*Problem description*
Pull out every line in the records below that contains the string "fork". Case counts.

*Entries shown*
______
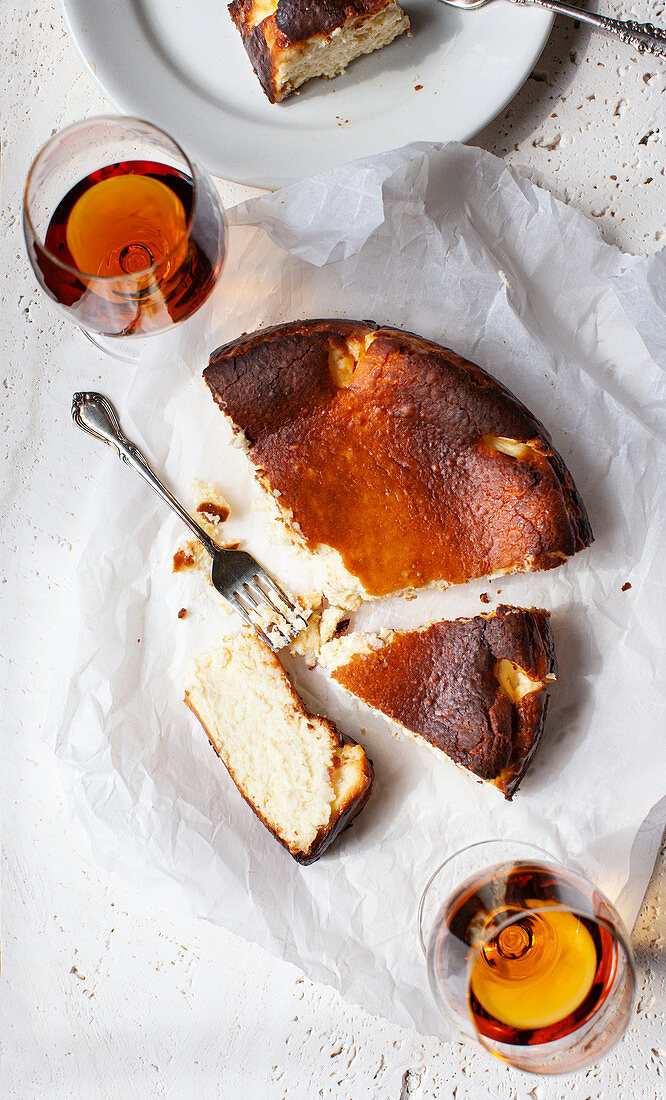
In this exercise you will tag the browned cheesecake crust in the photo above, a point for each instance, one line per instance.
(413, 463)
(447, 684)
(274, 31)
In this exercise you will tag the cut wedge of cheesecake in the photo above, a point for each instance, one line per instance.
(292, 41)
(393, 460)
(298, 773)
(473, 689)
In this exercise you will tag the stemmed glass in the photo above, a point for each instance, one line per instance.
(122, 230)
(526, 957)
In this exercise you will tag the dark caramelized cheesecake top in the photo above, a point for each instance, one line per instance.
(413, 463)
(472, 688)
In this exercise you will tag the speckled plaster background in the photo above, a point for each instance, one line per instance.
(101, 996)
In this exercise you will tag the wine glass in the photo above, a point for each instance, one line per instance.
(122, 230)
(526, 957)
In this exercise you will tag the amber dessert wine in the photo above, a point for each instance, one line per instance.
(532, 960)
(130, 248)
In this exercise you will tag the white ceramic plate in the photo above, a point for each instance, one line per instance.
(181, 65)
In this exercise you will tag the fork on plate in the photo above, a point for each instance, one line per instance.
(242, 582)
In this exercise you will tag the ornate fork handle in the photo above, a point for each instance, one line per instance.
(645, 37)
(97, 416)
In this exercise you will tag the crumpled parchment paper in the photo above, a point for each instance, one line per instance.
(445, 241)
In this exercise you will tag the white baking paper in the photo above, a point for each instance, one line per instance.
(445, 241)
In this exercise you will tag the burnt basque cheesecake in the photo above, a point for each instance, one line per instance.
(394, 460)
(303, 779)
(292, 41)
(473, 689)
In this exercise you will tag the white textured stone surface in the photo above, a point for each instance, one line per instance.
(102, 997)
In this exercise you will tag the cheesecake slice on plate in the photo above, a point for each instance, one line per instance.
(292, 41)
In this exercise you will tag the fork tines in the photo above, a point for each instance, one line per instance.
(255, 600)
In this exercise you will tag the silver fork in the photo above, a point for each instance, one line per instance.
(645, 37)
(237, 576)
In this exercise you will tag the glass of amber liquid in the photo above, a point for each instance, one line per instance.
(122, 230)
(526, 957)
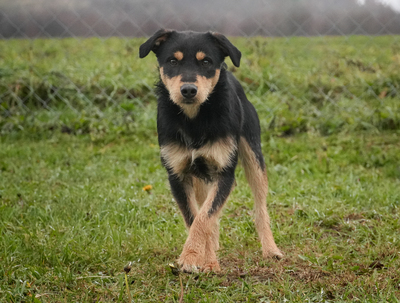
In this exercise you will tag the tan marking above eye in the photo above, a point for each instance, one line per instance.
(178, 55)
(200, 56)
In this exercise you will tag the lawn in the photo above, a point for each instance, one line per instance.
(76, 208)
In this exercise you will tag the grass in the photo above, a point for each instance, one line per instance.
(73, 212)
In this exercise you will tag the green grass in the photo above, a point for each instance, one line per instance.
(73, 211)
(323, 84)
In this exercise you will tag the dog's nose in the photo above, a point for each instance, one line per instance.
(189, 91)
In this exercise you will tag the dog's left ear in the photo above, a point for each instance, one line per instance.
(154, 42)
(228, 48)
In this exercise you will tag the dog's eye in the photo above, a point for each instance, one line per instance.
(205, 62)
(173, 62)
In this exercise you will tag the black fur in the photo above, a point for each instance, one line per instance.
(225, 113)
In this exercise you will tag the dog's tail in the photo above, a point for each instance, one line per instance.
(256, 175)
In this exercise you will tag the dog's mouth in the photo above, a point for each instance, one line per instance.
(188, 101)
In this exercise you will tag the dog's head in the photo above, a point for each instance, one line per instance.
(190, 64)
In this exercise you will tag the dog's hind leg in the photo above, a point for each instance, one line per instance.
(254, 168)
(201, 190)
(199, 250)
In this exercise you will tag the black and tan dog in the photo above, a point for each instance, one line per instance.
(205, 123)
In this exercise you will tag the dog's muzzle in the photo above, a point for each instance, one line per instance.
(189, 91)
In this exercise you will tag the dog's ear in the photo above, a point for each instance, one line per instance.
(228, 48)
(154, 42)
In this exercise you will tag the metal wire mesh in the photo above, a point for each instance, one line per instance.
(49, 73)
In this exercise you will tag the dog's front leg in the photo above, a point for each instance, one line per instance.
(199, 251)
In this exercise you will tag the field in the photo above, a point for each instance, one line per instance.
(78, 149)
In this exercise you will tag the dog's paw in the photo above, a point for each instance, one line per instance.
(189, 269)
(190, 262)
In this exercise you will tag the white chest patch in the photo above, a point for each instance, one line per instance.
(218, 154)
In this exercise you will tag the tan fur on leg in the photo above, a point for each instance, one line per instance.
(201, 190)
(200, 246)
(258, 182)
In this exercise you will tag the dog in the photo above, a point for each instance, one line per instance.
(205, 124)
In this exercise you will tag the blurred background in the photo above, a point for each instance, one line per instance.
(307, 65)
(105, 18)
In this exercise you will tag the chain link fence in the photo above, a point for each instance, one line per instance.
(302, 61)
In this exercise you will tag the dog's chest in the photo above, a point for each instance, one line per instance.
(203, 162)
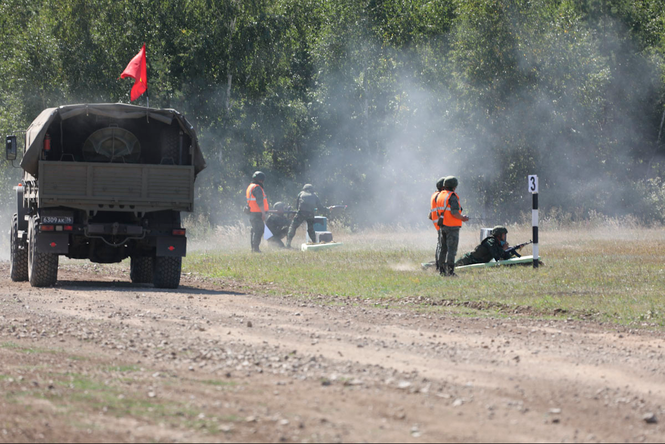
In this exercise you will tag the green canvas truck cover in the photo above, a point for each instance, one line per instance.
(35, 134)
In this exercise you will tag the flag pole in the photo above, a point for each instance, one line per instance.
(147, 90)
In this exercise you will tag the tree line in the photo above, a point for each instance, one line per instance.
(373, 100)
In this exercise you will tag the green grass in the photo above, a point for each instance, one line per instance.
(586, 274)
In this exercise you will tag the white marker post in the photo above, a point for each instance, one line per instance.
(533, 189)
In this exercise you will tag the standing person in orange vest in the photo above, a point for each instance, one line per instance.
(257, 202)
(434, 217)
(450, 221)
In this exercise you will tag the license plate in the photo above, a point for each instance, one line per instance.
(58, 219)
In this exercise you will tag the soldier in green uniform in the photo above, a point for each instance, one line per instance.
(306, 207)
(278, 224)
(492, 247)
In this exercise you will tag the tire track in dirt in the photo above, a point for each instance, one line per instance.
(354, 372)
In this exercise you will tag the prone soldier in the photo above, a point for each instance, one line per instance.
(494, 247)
______
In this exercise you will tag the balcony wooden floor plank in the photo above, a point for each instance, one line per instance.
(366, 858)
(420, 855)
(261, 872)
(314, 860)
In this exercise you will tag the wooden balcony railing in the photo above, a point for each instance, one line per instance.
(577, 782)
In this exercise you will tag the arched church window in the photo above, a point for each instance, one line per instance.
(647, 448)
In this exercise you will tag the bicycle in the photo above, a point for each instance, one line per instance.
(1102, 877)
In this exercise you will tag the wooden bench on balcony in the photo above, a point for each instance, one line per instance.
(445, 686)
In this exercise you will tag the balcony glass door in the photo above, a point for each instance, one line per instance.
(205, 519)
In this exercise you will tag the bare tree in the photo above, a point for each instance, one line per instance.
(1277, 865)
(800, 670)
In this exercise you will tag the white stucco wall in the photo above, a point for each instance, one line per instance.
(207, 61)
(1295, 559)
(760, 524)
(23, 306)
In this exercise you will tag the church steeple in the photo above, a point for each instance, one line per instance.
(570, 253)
______
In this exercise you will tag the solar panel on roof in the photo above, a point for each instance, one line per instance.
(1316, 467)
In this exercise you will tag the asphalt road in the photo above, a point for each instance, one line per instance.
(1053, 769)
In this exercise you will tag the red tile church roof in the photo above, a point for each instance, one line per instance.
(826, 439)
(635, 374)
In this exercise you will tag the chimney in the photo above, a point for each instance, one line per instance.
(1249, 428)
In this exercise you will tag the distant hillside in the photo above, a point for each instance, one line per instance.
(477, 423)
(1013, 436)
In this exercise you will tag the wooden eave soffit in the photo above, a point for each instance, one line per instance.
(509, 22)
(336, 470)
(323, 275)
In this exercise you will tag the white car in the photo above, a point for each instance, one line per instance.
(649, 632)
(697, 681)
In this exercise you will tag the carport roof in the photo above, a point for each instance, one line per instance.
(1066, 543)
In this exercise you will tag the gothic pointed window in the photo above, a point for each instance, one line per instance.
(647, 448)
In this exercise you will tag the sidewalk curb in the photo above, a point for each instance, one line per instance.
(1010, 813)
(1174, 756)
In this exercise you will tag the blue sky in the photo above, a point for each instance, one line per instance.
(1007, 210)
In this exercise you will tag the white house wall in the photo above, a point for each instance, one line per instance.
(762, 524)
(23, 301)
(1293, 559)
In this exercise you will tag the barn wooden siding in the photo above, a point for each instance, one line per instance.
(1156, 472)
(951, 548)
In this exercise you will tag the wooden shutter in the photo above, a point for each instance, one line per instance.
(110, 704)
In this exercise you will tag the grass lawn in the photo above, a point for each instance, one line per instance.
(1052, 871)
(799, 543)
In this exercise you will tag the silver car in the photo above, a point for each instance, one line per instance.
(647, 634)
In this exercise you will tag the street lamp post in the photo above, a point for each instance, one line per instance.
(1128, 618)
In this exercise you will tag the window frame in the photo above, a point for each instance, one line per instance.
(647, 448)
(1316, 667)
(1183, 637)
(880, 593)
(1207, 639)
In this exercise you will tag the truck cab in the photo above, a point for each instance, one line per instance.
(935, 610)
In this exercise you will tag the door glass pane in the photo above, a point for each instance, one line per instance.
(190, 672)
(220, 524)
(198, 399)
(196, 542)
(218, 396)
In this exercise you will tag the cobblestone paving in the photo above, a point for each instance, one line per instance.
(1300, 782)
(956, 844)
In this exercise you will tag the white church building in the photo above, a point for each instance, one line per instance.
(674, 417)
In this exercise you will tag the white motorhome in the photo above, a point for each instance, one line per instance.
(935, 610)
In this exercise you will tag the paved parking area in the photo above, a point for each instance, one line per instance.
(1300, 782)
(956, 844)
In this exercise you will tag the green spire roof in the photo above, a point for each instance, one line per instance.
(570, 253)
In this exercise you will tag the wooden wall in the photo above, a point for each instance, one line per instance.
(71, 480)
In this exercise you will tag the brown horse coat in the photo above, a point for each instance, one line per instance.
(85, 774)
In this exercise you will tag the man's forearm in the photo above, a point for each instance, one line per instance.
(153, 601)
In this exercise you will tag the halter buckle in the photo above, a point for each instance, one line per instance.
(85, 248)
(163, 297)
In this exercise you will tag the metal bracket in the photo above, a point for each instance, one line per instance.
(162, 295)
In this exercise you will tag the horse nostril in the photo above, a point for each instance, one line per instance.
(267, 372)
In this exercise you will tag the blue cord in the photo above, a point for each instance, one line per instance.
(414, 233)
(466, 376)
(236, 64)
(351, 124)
______
*Correct output*
In this exercise you will tag the fork on plate in the photo above, a point for each instance, one line per instance.
In this exercise you will tag the ornate fork handle in the photo above, a point for each instance, one line per instance.
In this exercise you will tag the fork tines in the photo above, a point for each instance, one line per instance.
In this exercise you will tag the silver fork in the photo above, a point for each instance, one line per instance.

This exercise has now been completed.